• **Data supplied**:
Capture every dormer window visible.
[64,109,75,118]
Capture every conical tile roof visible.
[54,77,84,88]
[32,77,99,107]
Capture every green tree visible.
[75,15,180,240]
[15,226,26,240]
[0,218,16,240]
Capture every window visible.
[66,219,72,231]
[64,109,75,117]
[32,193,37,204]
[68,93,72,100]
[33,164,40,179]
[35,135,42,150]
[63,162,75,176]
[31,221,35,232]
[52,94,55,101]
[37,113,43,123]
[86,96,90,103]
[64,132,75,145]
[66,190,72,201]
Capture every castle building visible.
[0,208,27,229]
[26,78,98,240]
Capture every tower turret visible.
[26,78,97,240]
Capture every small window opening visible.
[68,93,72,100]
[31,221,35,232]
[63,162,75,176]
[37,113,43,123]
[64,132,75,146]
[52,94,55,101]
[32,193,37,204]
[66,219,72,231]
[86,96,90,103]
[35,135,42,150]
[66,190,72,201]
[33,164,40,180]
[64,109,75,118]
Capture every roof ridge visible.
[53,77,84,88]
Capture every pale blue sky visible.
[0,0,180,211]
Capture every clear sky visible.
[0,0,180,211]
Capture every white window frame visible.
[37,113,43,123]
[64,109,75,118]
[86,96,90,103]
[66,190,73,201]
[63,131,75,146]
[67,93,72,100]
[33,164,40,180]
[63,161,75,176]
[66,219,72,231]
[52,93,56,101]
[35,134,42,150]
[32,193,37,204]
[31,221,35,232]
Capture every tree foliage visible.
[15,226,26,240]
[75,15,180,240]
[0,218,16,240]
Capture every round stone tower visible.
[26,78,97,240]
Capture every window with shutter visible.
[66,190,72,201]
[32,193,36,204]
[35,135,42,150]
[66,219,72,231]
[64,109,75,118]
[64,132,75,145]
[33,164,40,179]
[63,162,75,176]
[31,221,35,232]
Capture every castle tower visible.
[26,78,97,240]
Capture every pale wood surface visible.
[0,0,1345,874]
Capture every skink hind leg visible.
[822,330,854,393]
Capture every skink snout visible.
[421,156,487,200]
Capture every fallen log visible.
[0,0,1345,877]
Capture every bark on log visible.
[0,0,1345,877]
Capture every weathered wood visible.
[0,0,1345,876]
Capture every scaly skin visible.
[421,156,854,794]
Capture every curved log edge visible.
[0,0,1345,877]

• **Your objective**: Lay out every line of the listing above as a JSON list of strings, one string per line, with blank lines left out.

• **Result of this task**:
[
  "Capture every dormer window visible.",
  "[64,109,75,118]",
  "Capture every conical tile roof visible.",
  "[54,77,84,88]",
  "[32,77,99,107]",
  "Capture every green tree visible.",
  "[75,15,180,240]",
  "[15,226,26,240]",
  "[0,218,16,240]",
  "Capture every window visible.",
  "[66,219,72,231]",
  "[64,109,75,117]",
  "[32,193,37,204]",
  "[68,93,72,100]",
  "[33,164,40,179]",
  "[35,135,42,150]",
  "[63,162,75,176]",
  "[31,221,35,232]",
  "[52,94,55,101]",
  "[37,113,43,123]",
  "[86,96,90,103]",
  "[64,132,75,145]",
  "[66,190,72,201]",
  "Capture every castle building visible.",
  "[0,208,27,229]",
  "[26,78,98,240]",
  "Capture every tower turret visible.",
  "[26,78,97,240]",
  "Capture every small window opening visible.",
  "[68,93,72,100]",
  "[31,221,35,232]",
  "[63,162,75,176]",
  "[37,113,43,123]",
  "[64,132,75,146]",
  "[52,94,55,101]",
  "[32,193,37,204]",
  "[66,219,72,231]",
  "[86,96,90,103]",
  "[35,135,42,150]",
  "[66,190,72,201]",
  "[33,164,40,180]",
  "[64,109,75,118]",
  "Capture every roof ridge visible.",
  "[53,77,84,88]",
  "Capture every pale blue sky visible.",
  "[0,0,180,211]",
  "Capture every clear sky visible.",
  "[0,0,180,211]",
  "Capture every white window frame visible.",
  "[37,113,43,123]",
  "[64,109,75,118]",
  "[86,96,90,103]",
  "[66,190,73,201]",
  "[63,131,75,146]",
  "[67,93,72,100]",
  "[33,164,40,180]",
  "[63,161,75,176]",
  "[66,219,72,231]",
  "[52,93,56,101]",
  "[35,134,42,150]",
  "[32,193,37,204]",
  "[31,221,35,232]",
  "Capture every tree foliage visible.",
  "[15,226,26,240]",
  "[75,15,180,240]",
  "[0,218,16,240]",
  "Capture every round stone tower visible.",
  "[26,78,97,240]",
  "Capture every window with shutter visible.",
  "[66,190,72,201]",
  "[32,193,36,204]",
  "[35,135,42,150]",
  "[66,219,72,231]",
  "[64,109,75,118]",
  "[64,132,75,145]",
  "[33,164,40,179]",
  "[63,162,75,176]",
  "[31,221,35,232]",
  "Capture every castle tower visible.",
  "[26,78,97,240]",
  "Capture every pale wood surface visible.",
  "[0,0,1345,874]",
  "Capture every skink hind leg visible.",
  "[822,330,854,393]",
  "Capture every skink snout visible.",
  "[421,156,487,200]",
  "Capture every fallen log visible.",
  "[0,0,1345,877]",
  "Capture every bark on log visible.",
  "[0,0,1345,877]",
  "Capture every weathered wood visible.",
  "[0,0,1345,876]",
  "Capture every scaly skin visible.",
  "[421,156,854,794]",
  "Capture every curved log edge visible.",
  "[0,0,1345,877]"
]